**ASSIGNMENT:**
Reproduce, from the lines below, exactly the stretch that begins at the line containing "Reviewer note: every instance of the cheese" and ends at the line containing "Reviewer note: every instance of the forest", both included.

Point-per-instance localization data:
-----

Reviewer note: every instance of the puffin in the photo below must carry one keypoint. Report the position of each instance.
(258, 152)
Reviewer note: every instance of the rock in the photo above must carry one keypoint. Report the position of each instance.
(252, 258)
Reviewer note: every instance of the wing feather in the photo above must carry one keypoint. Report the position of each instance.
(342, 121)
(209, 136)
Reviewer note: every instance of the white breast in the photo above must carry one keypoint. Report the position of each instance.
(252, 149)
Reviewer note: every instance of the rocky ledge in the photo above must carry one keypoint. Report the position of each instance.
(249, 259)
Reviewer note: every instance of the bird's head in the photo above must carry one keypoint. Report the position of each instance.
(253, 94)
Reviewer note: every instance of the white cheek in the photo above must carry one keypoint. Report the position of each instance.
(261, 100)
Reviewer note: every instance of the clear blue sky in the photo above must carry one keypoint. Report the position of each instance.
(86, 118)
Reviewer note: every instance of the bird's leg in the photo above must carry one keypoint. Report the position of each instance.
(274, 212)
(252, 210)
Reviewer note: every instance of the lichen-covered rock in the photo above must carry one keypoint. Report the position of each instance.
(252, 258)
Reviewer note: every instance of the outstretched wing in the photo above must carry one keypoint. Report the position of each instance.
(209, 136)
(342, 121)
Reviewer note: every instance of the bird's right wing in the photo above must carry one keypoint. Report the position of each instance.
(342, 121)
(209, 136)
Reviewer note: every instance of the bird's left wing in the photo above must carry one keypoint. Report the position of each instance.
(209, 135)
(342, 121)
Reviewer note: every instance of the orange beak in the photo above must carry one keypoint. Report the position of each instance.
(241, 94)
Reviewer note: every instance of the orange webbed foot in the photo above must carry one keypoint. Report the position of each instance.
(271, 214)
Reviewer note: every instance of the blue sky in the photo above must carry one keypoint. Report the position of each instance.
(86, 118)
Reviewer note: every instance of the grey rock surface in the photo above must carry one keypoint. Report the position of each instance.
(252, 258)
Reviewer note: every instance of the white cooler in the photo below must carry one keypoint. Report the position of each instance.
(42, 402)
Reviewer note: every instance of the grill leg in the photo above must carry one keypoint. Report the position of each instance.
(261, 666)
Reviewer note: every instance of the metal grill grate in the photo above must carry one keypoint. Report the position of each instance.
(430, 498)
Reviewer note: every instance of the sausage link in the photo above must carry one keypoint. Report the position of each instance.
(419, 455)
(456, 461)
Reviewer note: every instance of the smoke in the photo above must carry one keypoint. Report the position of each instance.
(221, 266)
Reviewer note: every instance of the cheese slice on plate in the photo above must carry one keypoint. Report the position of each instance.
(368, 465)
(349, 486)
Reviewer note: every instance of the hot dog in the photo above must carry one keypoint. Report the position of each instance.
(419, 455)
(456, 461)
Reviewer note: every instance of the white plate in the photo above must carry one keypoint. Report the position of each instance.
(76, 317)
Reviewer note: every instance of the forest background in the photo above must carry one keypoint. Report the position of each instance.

-----

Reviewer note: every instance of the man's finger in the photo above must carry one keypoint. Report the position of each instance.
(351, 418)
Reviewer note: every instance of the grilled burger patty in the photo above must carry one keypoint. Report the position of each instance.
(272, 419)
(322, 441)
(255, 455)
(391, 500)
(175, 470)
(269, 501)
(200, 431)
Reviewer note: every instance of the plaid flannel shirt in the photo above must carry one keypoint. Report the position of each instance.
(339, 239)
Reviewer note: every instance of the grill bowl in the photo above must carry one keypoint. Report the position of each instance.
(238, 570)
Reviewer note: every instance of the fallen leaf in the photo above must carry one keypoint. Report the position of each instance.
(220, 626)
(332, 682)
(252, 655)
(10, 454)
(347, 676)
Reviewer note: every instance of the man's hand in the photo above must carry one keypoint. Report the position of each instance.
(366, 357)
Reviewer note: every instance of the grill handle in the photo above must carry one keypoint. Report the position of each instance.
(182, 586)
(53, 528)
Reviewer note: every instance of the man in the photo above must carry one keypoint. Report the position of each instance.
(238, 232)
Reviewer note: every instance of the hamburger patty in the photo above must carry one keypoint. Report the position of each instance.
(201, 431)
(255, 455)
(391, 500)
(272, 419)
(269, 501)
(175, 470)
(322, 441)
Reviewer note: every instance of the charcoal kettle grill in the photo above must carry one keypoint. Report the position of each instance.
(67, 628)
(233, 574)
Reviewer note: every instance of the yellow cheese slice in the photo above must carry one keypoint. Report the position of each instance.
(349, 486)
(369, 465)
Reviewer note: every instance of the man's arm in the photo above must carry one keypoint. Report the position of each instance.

-----

**ANSWER BOX:**
Reviewer note: every instance of the cheese slice on plate in the photo above must carry one keypoint. Report the position of each instance.
(368, 465)
(349, 486)
Reviewer note: every instance of the hot dog in the photo above must carry one keypoint. Report the position of each instance.
(419, 455)
(456, 461)
Reviewer note: every instance of the white plate in the photo above must carry one keypoint. Report the position of each instance.
(76, 317)
Reviewer note: every instance of the forest background in the photo above must carry one keypoint. Report the position of each instance.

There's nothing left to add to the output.